» 課題内容:
以下の提示文の「IODPでは複数のサイトにお」から「はご飯が美味しいらしい!)。」までを、「船内」を「船上」に置き換えて書き改めなさい。

» 提示文:
====

本のレビューという意図とは少し外れるのであしからず。


筆者自身、「英語でのコミュニケーションは得意でない」と述べているが、自分自身も英会話にはそれほど自信がないため、少しだけ勇気付けられた。
2ヶ月の幽閉生活の中でどれほど上達できるか…一見無駄な世間話も積極的に行い、科学的な議論以外の英語コミュニケーション能力も身に付けたい。

IODPでは複数のサイトにおいて掘削が行われ、科学者は12時間のシフト制で24時間体制で掘削されたコアの解析を行う。
移動にどれほど時間を費やすかは航海によりマチマチ。もちろん海の荒れ具合(船酔いの程度)も。
12時間シフトといいつつ、それ以外の残業などを含めると、実際にはもっと密な時間となるらしい。ふだん定時で生活している自分が果たしてその仕事リズムに直ちに適応できるのか。。不安だらけである。

船内にはジムや娯楽室も備え付けられている。先日のジョイデス・レゾリューション乗船体験の際には見ることはできなかったが。

ただでさえストレスの溜まる船内生活。運動不足と過度の食事から来る激太りだけは避けたいところ(コックは東南アジア系の出稼ぎの方が勤めているらしく、日本人にとってはご飯が美味しいらしい!)。

掘削された海底のコアはさまざまな分析項目にわたってルーチンで作業が行われる。科学者一人一人に役割が課せられ、奴隷船研究調査船として最新の設備が整っている。
専門的な分析は下船後、各研究室で行うが、船内でも数多くの分析を行うことができる。
コアの色・残留磁気・孔内観測・間隙水・地質学的記載・岩質観察・珪藻や有孔虫の同定・微生物培養etc

ちなみに私自身は「堆積学者」としてコアの記載を担当する予定。
掘削され、反割された堆積物の断面を観察し、どんな堆積物で構成され、どんな物理的変形を被り、直感的にどんな堆積環境で・何が堆積したのかをまずはじめに考える係、といったところ。
堆積学は自分の専門分野でもなく、乗船前から不安ばかりであるが、どの研究者よりも長くサンプルに触れられ、さらにもっとも最初に解釈を考えられるという利点をプラスに捉えたい。

====

» 提供情報:
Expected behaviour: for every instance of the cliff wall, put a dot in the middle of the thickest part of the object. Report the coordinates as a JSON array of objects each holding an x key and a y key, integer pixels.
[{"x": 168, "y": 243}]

====

» 課題の結果:
IODPでは複数のサイトにおいて掘削が行われ、科学者は12時間のシフト制で24時間体制で掘削されたコアの解析を行う。
移動にどれほど時間を費やすかは航海によりマチマチ。もちろん海の荒れ具合(船酔いの程度)も。
12時間シフトといいつつ、それ以外の残業などを含めると、実際にはもっと密な時間となるらしい。ふだん定時で生活している自分が果たしてその仕事リズムに直ちに適応できるのか。。不安だらけである。

船上にはジムや娯楽室も備え付けられている。先日のジョイデス・レゾリューション乗船体験の際には見ることはできなかったが。

ただでさえストレスの溜まる船上生活。運動不足と過度の食事から来る激太りだけは避けたいところ(コックは東南アジア系の出稼ぎの方が勤めているらしく、日本人にとってはご飯が美味しいらしい!)。